--- Material for this exercise ---
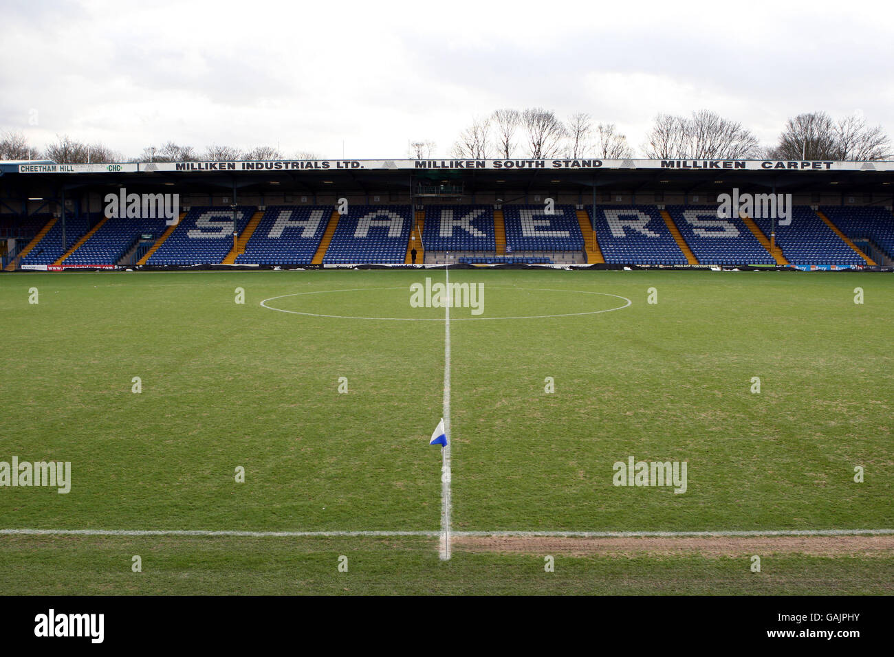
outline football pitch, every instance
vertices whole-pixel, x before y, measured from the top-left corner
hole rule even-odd
[[[0,588],[894,593],[890,276],[447,275],[0,277]]]

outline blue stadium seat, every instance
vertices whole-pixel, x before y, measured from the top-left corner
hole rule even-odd
[[[772,219],[755,217],[755,223],[770,236]],[[776,221],[776,243],[792,265],[866,264],[808,206],[795,206],[788,226]]]
[[[495,251],[492,206],[428,206],[422,243],[426,251]]]
[[[236,231],[245,230],[255,207],[236,208]],[[232,248],[233,211],[227,207],[192,207],[147,265],[215,265]]]
[[[605,262],[616,265],[686,265],[655,206],[589,206]]]
[[[503,206],[506,246],[513,251],[582,251],[584,235],[574,206]]]
[[[268,206],[236,264],[309,265],[332,213],[329,206]]]
[[[412,224],[409,206],[350,206],[339,218],[323,263],[402,263]]]
[[[702,265],[774,265],[739,217],[718,218],[711,206],[668,206],[668,214]]]
[[[841,206],[822,206],[820,210],[851,240],[872,240],[888,257],[894,257],[894,215],[890,210]]]

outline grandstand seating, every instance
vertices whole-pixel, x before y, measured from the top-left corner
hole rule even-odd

--- Task directions ---
Please rewrite the material above, swapping "every instance" for "all instances" everywhere it occurs and keeping everything else the same. Leave the pictures out of your answer.

--- Response ---
outline football pitch, all instances
vertices whole-pixel, x before y, measured from the top-left corner
hole rule even-odd
[[[0,588],[894,593],[890,276],[447,275],[0,277]]]

outline blue stadium seat, all instances
vertices whole-pixel, x before y, measured from the top-left corner
hole rule even-odd
[[[772,219],[755,217],[755,223],[770,236]],[[776,221],[776,243],[792,265],[866,264],[808,206],[795,206],[788,226]]]
[[[495,251],[492,206],[428,206],[422,243],[426,251]]]
[[[236,231],[245,230],[255,207],[236,208]],[[232,248],[233,211],[227,207],[192,207],[147,265],[215,265]]]
[[[605,262],[616,265],[686,265],[655,206],[589,206]]]
[[[503,206],[506,246],[513,251],[582,251],[584,235],[574,206]]]
[[[268,206],[236,264],[309,265],[332,213],[329,206]]]
[[[412,224],[409,206],[350,206],[339,218],[323,263],[402,263]]]
[[[702,265],[774,265],[739,217],[718,218],[711,206],[668,206],[668,214]]]
[[[841,206],[822,206],[820,210],[851,240],[872,240],[888,257],[894,257],[894,215],[890,210]]]

outline grandstand seating, all instances
vertices whole-pixel, x before y, measured from the top-left corner
hole rule even-odd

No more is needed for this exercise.